Recorded data
>>>
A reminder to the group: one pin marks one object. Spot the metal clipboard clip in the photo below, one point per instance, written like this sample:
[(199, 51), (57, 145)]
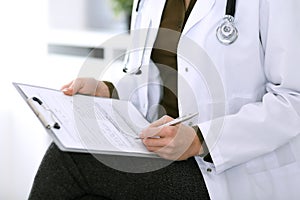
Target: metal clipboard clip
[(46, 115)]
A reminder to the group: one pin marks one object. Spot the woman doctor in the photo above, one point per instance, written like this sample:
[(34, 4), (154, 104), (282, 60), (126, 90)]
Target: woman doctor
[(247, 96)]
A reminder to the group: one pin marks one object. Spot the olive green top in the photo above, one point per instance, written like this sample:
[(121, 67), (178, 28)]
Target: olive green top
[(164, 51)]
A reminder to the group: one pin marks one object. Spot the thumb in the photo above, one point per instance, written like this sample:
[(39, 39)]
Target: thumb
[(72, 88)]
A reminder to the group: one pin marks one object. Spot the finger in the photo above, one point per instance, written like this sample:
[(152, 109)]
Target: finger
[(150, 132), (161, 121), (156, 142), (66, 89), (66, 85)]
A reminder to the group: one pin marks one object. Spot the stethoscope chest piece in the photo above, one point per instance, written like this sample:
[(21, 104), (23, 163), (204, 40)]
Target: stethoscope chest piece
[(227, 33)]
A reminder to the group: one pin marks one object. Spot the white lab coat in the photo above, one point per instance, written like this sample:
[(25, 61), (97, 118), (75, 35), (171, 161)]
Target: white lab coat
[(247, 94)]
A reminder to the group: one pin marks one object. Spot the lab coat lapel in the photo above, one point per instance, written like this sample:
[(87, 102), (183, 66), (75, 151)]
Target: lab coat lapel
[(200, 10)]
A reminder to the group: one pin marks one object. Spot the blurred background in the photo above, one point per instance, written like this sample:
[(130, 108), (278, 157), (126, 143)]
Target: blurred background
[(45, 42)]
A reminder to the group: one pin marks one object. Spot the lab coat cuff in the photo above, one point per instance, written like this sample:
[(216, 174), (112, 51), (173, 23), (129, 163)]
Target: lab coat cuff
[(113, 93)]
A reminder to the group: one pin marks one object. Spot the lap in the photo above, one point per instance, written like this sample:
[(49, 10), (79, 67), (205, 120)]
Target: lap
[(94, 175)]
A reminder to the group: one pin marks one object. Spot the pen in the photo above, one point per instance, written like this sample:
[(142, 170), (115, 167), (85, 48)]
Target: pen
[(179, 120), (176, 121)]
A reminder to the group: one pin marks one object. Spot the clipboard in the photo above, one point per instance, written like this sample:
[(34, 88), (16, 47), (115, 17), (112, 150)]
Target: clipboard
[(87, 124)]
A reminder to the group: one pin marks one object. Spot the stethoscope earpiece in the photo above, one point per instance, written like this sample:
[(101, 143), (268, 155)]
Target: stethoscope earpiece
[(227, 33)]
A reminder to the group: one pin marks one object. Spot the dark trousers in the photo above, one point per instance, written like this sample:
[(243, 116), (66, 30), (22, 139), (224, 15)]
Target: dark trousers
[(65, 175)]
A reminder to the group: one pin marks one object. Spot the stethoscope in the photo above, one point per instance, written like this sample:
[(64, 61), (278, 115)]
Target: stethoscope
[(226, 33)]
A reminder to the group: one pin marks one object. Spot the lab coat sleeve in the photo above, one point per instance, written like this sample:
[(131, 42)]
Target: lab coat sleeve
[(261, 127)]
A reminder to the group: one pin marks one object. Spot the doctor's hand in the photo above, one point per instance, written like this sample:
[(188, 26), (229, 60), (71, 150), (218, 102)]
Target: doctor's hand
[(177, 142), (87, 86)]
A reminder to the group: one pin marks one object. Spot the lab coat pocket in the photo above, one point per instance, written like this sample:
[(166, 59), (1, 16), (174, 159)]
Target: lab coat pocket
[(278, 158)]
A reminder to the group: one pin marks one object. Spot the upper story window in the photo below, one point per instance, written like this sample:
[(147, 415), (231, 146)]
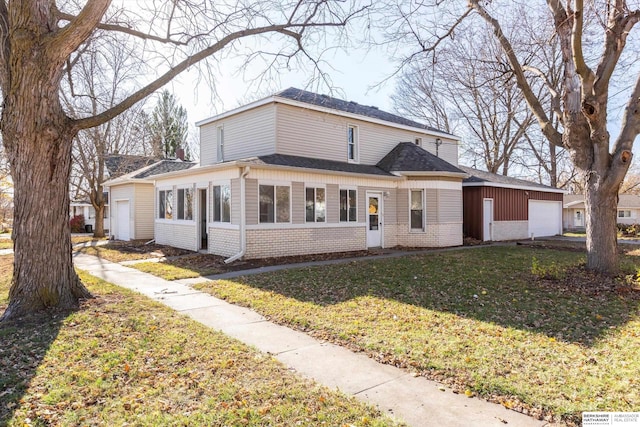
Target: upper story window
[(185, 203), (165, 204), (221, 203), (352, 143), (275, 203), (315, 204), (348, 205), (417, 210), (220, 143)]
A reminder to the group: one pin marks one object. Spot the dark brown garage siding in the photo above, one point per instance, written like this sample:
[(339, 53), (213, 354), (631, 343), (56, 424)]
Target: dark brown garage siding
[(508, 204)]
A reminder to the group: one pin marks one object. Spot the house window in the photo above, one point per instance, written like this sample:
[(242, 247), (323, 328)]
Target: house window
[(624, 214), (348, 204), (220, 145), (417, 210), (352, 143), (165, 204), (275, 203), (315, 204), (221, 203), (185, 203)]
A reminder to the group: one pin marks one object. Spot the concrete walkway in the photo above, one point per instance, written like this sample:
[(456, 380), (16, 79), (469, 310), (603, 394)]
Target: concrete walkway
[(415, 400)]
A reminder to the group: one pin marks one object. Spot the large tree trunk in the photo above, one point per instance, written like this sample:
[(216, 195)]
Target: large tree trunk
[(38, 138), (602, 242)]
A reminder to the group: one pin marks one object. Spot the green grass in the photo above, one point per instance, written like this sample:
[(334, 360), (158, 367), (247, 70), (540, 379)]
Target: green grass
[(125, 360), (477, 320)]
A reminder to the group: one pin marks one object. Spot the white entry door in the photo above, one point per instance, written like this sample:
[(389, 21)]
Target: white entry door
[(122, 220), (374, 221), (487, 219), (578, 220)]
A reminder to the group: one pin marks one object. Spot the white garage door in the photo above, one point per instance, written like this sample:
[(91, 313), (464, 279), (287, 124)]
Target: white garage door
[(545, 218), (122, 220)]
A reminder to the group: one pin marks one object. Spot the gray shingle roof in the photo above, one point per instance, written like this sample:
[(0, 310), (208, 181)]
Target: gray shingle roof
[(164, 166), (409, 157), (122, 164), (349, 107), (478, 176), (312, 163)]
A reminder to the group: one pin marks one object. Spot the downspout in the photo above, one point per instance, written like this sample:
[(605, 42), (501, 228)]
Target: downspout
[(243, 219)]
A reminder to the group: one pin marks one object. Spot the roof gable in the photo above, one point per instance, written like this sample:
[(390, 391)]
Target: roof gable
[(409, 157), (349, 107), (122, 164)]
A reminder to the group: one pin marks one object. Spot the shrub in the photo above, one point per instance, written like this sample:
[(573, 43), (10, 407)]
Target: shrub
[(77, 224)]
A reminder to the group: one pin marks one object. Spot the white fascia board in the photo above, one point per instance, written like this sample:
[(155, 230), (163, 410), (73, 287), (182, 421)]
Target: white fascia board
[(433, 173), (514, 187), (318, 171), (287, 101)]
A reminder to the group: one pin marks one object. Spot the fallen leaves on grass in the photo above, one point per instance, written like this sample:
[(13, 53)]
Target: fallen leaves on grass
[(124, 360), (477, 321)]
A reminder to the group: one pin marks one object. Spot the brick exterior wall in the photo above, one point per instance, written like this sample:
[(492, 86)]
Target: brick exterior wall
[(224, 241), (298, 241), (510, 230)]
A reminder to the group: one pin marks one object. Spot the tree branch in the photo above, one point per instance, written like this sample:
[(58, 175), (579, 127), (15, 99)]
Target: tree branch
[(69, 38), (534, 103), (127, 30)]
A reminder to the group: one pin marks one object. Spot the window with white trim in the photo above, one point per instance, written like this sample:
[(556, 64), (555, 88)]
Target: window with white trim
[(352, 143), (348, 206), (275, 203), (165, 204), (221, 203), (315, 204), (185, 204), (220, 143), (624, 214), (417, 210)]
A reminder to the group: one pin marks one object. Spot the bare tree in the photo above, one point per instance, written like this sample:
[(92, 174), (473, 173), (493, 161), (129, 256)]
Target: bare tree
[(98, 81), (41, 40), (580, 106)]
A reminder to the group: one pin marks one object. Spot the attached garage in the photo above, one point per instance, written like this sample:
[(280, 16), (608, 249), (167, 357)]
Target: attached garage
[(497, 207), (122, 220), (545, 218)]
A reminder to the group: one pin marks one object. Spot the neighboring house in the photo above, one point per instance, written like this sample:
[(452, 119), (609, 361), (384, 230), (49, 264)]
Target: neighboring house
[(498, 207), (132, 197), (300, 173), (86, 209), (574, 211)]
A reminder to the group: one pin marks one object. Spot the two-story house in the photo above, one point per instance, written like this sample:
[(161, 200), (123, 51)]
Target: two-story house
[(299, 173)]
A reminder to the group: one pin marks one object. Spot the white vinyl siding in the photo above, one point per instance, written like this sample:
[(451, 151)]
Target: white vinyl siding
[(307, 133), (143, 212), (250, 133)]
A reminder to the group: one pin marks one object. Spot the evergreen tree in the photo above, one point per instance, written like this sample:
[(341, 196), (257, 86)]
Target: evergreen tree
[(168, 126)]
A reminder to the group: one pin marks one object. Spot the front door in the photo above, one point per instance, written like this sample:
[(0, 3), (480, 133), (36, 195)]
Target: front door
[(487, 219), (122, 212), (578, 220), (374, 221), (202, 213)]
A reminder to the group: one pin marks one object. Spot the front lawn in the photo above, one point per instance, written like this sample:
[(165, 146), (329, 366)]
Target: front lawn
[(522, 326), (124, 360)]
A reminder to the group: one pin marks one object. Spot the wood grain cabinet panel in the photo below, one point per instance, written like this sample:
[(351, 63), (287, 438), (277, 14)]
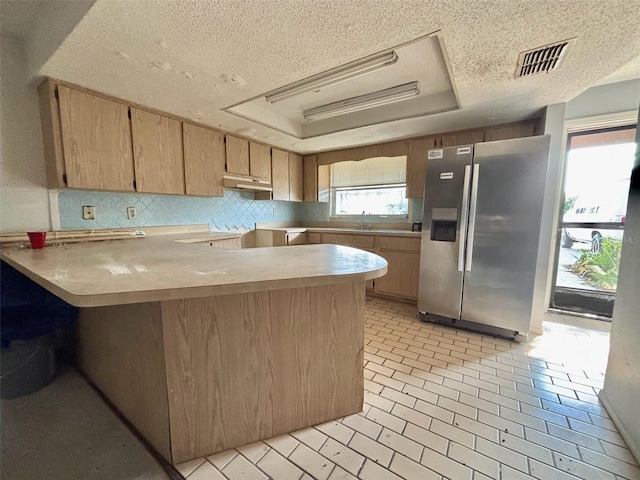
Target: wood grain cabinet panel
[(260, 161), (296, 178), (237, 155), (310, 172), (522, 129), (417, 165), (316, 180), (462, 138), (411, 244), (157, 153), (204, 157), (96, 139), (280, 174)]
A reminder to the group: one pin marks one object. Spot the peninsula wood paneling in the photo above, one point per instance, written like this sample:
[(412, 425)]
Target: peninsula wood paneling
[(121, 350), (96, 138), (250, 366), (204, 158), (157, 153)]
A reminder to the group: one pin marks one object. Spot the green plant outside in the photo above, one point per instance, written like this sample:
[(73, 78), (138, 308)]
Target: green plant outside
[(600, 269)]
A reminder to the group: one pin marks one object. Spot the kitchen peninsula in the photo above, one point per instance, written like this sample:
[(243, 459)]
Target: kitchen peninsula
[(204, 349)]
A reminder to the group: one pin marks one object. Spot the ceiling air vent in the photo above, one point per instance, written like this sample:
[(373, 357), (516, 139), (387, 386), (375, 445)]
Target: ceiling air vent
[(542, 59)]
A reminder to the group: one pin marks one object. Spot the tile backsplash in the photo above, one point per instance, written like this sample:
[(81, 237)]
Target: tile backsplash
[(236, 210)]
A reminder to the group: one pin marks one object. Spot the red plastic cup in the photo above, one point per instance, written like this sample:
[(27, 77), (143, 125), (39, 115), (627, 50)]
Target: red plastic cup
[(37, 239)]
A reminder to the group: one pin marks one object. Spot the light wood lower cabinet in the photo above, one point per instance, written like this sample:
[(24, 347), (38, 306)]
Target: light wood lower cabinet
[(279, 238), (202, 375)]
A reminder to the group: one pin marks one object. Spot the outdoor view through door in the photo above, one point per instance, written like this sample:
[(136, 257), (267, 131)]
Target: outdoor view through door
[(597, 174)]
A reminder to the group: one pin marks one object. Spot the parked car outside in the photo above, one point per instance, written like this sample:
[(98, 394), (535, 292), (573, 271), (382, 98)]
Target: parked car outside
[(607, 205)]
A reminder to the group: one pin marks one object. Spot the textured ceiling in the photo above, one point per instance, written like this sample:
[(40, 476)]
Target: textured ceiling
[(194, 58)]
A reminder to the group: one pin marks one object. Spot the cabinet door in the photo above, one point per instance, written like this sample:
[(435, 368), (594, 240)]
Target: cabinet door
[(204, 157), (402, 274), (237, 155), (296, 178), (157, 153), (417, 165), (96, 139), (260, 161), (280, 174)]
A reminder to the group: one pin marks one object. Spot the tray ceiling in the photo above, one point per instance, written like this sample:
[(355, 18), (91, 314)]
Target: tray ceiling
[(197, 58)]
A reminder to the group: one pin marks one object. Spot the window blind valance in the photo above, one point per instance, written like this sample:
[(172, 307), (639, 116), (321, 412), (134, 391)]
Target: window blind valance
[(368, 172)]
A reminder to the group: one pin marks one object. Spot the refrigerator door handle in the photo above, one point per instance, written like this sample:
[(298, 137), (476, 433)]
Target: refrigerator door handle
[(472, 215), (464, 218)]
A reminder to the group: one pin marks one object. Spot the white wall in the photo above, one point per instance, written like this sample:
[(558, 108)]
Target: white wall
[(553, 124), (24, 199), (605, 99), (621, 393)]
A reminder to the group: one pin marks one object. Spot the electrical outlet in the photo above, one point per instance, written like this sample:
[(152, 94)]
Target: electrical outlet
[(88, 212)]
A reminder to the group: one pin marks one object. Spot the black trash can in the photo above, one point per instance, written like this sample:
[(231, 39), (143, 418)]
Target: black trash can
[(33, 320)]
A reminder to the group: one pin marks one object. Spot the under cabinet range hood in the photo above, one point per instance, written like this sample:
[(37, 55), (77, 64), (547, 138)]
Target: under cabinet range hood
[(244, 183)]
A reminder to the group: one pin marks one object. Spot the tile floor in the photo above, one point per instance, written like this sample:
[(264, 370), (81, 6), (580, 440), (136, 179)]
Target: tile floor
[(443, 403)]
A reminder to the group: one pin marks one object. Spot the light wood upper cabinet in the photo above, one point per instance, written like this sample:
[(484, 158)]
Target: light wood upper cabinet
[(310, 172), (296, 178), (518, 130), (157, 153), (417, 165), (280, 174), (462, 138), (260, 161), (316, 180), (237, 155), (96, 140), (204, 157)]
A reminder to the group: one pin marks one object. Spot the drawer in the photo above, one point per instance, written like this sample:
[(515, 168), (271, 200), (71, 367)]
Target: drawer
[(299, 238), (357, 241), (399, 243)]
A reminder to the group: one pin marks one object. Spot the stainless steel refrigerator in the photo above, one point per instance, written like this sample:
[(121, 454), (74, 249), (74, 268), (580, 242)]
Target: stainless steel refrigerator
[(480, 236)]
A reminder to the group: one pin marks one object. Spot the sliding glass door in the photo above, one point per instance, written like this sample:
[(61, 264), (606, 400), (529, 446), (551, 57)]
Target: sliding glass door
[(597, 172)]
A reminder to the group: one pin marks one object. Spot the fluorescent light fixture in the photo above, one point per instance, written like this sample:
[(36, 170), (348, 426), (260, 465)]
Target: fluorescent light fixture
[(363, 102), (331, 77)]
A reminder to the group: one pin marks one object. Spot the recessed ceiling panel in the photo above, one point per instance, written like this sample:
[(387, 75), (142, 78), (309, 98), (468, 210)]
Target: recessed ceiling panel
<<<
### WHAT IS ASKED:
Copy everything from the line containing "Spot the gray" down to the line containing "[(433, 173), (514, 187), (318, 171), (287, 101)]", renaming "shrub" to "bush" wherever it occurs and keeping everything else unchanged.

### SOLUTION TO THIS PROBLEM:
A reminder to the group: one pin marks one object. Spot the gray shingle roof in the photo above, one point per instance, written like this sample:
[(0, 310), (208, 181)]
Target: gray shingle roof
[(164, 166), (409, 157), (122, 164), (349, 107), (478, 176), (312, 163)]
A reminder to the group: one pin marks one object. Spot the downspout in the photo above, one point per instance, written like this sample:
[(605, 42), (501, 228)]
Target: downspout
[(243, 219)]
A reminder to the group: one pin marks one object. Spot the roof gable in the photo above, one point per instance, written like this sample:
[(390, 391)]
Target: roof gable
[(409, 157), (349, 107), (122, 164)]
A reminder to the group: one pin marks one object. Spot the bush in the photo above, one point per instance, written like this sample:
[(573, 43), (10, 407)]
Target: bush
[(77, 224)]
A reminder to the group: one pin marks one object. Spot the white fascia board in the photo above, one point per instance, written like this sample:
[(155, 230), (163, 410), (73, 287), (182, 421)]
Target: white fascia board
[(433, 173), (514, 187), (318, 171), (287, 101)]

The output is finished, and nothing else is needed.